■ Passage to read:
For the purposes of the consolidated statements of cash flows, SWS considers cash to include cash on hand and in depository accounts. In addition, all highly liquid debt instruments purchased with original maturities of three months or less are considered to be cash equivalents. Assets segregated for regulatory purposes are not included as cash equivalents for purposes of the consolidated statements of cash flows because such assets are segregated for the benefit of customers only.

 

F-9


Table of Contents
Index to Financial Statements

(c) Securities Transactions

 

Proprietary securities transactions are recorded on a trade date basis, as if they had settled. Clients’ securities and commodities transactions are reported on a settlement date basis with the related commission income and expenses reported on a trade date basis.

 

(d) Securities Owned

 

Marketable securities are carried at quoted market value. The increase or decrease in net unrealized appreciation or depreciation of securities owned is credited or charged to operations and is included in net gains on principal transactions in the consolidated statements of income (loss) and comprehensive income (loss). SWS records the market value of securities owned on a trade date basis.

 

(e) Loans Held for Sale

 

Loans held for sale are valued at the lower of cost or market as determined by outstanding commitments from investors or current investor yield requirements calculated on the aggregate note basis. Discounts are amortized using a method approximating the interest method over the remaining period to contractual maturity. Loans held for sale consist of first mortgage loans and home improvement loans, which have been purchased but not yet sold in the secondary market. Gains and losses on the sale of loans held for sale are determined using the specific identification method. At June 25, 2004, June 27, 2003 and June 28, 2002, the cost of loans held for sale approximated market.

 

(f) Loans and Allowance for Probable Loan Losses

 

Loans that management has the intent and ability to hold for the foreseeable future or until maturity or pay-off are reported at their outstanding principal balance adjusted for any charge-offs, the allowance for loan losses, and any deferred fees or costs on originated loans and unamortized premiums or discounts on purchased loans.

 

Loan origination and commitment fees and certain direct costs are deferred and amortized to interest income, generally over the contractual lives of the loans, using the interest method.

 

Subject to management’s assessment of loan performance and other factors, discounts on first mortgage, consumer and other loans are amortized to income using a method approximating the interest method over the remaining period to contractual maturity, adjusted for anticipated prepayments.

 

Interest income from factored receivables is recorded on an accrual basis in accordance with the terms of the agreements. Certain fees charged in connection with the factored receivables are earned and recorded in the month in which the receivables are purchased.

 

Impaired loans (as defined by SFAS No. 114 “Accounting by Creditors for Impairment of a Loan-an amendment of SFAS No. 5 and 15” and as amended by SFAS No. 118 “Accounting for Creditors for Impairment of a Loan-Income Recognition and Disclosures-an amendment of SFAS No. 114”) are accounted for at the net present value of expected future cash flows, discounted at the loan’s effective interest rate, the observable market price of the loan or at the fair value of the collateral if the loan is collateral dependent.

 

The accrual of interest on impaired loans is discontinued when, in management’s opinion, the borrower may be unable to meet payments as they become due. When interest accrual is discontinued, all unpaid accrued interest is reversed. Interest income is subsequently recognized generally to the extent cash payments are received.

■ Prompt 1: Say whether each statement agrees with the accounting notes. Answer yes or no and quote the deciding words. (a) Proprietary securities transactions are recorded on a settlement date basis. (b) Assets segregated for regulatory purposes are treated as cash equivalents. (c) Gains and losses on the sale of loans held for sale are determined using the specific identification method.
■ Prompt 2: List every lettered section heading in the accounting notes, with its letter.
■ Prompt 3: Reproduce the accounting notes between "Loan origination and" and "the interest method.", inclusive.

■ Extracted records:
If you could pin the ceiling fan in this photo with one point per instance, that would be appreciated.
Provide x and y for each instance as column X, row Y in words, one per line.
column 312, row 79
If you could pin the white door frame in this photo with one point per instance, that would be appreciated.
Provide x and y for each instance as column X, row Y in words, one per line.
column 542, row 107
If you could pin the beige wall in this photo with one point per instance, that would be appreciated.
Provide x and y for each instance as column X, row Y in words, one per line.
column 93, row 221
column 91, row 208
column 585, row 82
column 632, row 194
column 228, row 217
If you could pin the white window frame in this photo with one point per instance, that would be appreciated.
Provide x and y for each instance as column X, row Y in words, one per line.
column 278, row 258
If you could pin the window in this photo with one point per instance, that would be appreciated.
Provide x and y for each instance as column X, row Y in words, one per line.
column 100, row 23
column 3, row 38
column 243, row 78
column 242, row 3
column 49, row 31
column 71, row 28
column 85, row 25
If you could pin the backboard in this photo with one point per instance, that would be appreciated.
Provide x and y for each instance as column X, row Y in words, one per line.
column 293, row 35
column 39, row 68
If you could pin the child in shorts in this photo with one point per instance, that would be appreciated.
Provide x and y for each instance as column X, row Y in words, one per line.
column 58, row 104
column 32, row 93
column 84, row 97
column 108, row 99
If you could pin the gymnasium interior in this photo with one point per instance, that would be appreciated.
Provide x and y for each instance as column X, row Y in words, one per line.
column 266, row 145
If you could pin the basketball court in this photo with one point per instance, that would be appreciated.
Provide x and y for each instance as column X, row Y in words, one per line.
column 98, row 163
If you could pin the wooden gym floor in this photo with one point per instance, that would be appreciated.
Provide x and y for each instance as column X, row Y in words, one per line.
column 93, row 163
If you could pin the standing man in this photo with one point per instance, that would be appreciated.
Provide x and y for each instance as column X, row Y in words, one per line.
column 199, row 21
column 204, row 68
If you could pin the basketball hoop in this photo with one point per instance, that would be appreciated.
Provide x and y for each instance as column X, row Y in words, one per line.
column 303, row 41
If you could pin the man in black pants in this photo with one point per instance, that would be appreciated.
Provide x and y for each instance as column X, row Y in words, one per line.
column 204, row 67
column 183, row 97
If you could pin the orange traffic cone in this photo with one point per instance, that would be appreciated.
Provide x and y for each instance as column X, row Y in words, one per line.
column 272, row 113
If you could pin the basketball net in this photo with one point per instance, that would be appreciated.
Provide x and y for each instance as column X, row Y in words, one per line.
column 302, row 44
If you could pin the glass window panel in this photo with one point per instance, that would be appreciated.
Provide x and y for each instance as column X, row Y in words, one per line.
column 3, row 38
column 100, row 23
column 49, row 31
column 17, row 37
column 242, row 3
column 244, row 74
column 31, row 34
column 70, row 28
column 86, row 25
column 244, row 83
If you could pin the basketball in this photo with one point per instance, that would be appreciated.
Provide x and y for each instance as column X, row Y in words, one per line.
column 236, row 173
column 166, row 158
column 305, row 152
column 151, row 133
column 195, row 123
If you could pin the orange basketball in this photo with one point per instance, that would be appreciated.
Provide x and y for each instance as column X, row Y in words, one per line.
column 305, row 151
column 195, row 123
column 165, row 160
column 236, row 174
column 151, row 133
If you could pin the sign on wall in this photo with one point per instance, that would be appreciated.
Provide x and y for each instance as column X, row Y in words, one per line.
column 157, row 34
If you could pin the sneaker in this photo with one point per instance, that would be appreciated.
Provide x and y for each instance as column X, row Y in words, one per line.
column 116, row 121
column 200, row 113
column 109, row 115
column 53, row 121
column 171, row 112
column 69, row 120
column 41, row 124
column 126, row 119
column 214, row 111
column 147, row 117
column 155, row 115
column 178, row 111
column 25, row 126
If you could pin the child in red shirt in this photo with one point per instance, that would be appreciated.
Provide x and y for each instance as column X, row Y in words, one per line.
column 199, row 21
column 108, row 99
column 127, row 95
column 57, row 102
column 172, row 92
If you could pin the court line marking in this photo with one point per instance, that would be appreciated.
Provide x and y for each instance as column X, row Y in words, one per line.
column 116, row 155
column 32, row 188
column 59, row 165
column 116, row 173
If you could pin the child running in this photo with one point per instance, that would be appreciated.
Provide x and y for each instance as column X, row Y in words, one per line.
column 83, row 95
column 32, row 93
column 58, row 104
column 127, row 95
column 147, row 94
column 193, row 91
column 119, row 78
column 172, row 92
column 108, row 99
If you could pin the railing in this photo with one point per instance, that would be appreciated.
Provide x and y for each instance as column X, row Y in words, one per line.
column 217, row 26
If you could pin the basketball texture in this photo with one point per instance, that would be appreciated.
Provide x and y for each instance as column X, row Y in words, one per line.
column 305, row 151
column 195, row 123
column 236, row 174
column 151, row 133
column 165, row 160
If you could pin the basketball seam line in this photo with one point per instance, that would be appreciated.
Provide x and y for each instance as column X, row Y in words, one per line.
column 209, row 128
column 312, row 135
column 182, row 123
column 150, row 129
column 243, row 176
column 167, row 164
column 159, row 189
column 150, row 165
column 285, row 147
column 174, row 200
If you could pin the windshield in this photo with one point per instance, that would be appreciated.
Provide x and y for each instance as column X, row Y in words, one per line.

■ Full response 1:
(a) No: "Proprietary securities transactions are recorded on a trade date basis, as if they had settled."
(b) No: "Assets segregated for regulatory purposes are not included as cash equivalents for purposes of the consolidated statements of cash flows"
(c) Yes: "Gains and losses on the sale of loans held for sale are determined using the specific identification method."

■ Full response 2:
(c) Securities Transactions
(d) Securities Owned
(e) Loans Held for Sale
(f) Loans and Allowance for Probable Loan Losses

■ Full response 3:
Loan origination and commitment fees and certain direct costs are deferred and amortized to interest income, generally over the contractual lives of the loans, using the interest method.